### Document segment
Wearing traditional black robes and scarlet and gray tassels, the students — the first graduating cohort from the Transition Options in Postsecondary Settings program — walked single file to their seats at the front of the room, sat down and eagerly awaited for their moment to walk across the stage and receive their certificates at a commencement ceremony held on Friday.
Formed five years ago, the TOPS program exists under Ohio State’s Nisonger Center, a University Center for Excellence in Developmental Disabilities that offers services such as clinics and is involved in activities like psychopharmacology research, according to its website. The center provides education, service and research to individuals of all ages.
The TOPS program is offered to individuals with intellectual and developmental disabilities and provides the opportunity to participate in college classes and internships, receive job and employment preparation and experience campus social life, according to the TOPS website.
The program at OSU is one of 27 similar programs offered throughout the country. TOPS helps prepare individuals for higher education or employment after they have completed high school, said TOPS program manager Eliseo Jimenez.
“We like to marry the academics and the employment piece together so that when they graduate from our program, they have a job and the academics to back it up,” Jimenez said.
Through a program structure that emphasizes four main goals — academics, employment, independent living and self-determination and student development — students in TOPS are given the choice to participate in a two- or four-year course of study.
Four of the students recognized at the TOPS commencement ceremony received four-year generalized studies certificates, which means they completed 120 credit hours — 60 academic hours and 60 employment hours — in their four years within the program, Jimenez said.
Three students received a two-year certificate of completion, which means they completed 60 credit hours — 30 academic hours and 30 employment hours — in their two years within the TOPS program.
Jimenez said he thinks the program’s first commencement ceremony celebrates the hard work and dedication the TOPS students have put into succeeding at their personal goals.
“The biggest piece is that it is not about the disability. It is not ‘them’ and ‘us,’ it should be one. I think that it is just seeing the university coming together to celebrate how we achieved this giant goal,” he said. “We set the bar high, and I think that (at the) graduation, people (saw) that we have students who can reach that bar. Some have actually gone beyond it.”
Ashlee Bryant, who began working with the TOPS program as a disability career specialist in January, said she thinks the hard work put forth by the students is seen in the personal and professional growth she has witnessed throughout the semester.

### Study material
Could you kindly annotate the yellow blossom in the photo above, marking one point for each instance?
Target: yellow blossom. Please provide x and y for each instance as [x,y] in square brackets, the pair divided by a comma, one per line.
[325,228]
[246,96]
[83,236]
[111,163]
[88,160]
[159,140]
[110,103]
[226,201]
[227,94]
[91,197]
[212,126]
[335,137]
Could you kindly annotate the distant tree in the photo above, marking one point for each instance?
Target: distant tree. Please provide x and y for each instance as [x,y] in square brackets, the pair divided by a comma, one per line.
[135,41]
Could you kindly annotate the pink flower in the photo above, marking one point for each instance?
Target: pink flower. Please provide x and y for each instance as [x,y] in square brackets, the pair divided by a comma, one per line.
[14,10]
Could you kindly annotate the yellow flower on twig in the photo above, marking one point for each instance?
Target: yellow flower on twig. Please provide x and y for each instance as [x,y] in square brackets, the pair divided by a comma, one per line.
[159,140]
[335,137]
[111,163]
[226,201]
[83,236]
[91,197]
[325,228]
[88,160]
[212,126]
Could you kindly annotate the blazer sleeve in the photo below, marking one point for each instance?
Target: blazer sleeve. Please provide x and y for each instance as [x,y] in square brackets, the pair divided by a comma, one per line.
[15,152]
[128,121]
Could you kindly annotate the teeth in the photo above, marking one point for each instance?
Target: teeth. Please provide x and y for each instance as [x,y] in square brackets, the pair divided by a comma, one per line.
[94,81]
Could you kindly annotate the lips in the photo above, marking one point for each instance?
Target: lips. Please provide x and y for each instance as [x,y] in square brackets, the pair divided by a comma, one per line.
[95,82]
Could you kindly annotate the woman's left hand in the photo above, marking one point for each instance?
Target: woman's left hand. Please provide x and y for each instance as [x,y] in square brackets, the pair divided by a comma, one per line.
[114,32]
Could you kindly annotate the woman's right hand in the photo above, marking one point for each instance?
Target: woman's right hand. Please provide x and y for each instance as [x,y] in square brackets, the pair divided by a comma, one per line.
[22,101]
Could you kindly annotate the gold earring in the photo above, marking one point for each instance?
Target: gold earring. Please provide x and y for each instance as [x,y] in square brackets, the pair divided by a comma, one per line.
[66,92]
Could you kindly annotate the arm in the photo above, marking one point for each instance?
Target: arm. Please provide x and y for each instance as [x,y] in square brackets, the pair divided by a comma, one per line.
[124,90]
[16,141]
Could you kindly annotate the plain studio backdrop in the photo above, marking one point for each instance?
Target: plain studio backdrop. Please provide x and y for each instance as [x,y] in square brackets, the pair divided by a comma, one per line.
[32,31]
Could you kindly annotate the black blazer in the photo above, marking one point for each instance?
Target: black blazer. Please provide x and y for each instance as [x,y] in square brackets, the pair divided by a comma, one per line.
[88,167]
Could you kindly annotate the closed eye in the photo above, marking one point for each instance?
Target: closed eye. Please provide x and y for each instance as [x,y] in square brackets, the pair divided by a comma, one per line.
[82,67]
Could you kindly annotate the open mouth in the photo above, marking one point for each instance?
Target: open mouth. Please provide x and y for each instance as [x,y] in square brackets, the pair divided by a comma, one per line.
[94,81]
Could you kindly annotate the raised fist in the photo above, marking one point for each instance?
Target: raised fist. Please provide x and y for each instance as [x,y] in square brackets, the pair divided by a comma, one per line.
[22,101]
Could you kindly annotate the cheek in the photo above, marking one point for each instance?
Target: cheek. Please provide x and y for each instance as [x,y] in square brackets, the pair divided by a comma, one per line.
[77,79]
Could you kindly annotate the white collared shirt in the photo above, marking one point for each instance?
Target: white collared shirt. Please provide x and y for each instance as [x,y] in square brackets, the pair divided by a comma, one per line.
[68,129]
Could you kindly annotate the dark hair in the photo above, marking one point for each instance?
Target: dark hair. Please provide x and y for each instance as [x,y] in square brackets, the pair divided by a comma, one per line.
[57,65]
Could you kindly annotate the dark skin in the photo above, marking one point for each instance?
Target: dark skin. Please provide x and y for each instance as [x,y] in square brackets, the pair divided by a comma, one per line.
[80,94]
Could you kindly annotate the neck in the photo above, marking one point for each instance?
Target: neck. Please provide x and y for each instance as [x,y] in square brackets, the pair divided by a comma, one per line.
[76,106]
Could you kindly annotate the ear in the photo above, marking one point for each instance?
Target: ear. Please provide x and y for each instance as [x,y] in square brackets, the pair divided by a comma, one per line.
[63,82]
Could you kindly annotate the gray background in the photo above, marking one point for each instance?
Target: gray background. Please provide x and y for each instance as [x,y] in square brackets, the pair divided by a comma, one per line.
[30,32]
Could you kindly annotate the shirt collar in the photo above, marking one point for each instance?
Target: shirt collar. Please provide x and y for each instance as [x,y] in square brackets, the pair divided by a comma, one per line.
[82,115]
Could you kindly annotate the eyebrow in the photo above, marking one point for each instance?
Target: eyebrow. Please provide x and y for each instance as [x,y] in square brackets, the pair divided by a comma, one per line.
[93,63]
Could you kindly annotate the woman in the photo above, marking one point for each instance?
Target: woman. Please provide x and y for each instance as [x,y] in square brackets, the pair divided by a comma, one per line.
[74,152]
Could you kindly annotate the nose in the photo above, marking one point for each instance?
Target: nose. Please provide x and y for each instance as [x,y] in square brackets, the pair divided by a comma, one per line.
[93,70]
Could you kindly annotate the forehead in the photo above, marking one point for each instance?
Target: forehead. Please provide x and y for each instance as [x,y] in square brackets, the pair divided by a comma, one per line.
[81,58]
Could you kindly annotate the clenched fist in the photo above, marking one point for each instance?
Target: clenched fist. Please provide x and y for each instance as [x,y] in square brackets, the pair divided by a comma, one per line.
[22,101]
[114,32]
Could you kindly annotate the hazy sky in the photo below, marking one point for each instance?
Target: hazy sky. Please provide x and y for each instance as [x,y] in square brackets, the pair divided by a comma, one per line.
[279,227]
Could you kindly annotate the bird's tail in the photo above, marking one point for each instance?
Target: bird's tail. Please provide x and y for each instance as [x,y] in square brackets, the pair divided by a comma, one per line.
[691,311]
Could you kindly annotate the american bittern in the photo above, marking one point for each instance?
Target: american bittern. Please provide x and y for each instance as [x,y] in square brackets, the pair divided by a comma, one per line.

### To do
A. In the article about the TOPS program's first commencement, how many credit hours did students complete to earn the four-year generalized studies certificate?
B. Continue the article about the TOPS program's first commencement from its final sentence.

### Results in order
A. 120 credit hours: 60 academic hours and 60 employment hours.

B.
“It has been rewarding to see how much progress they have made in such a short time in that aspect of it. And seeing them get jobs and start working and how they learn. It is really nice,” she said. “I just think all the hard work that everyone put into it is what makes it really special. They are finally seeing all of their hard work being paid off. Being able to dress up like every other Ohio State student and feel included, I think that was so special and made me really happy.”
Mallory Workman, program coordinator for academics, said she thinks the commencement ceremony meant a lot to many of the students, as it allowed them to feel a part of the campus-wide commencement celebrations and was an opportunity for them to show off their school pride.
“I think one of the things our students are most proud of is just being a Buckeye in general,” she said. “All of them are constantly wearing Ohio State spirit wear, constantly walking around campus and you can see the pride on their faces and in the way that they walk. That they are Ohio State students.”
Workman added that she, like Bryant, has seen the students grow and mature in many areas throughout her four years working with the program.
“The progress that our students have made, both academically and employment-wise, and just maturity-wise and self-confidence-wise has been extremely noticeable for someone who has been here for a couple of years,” she said.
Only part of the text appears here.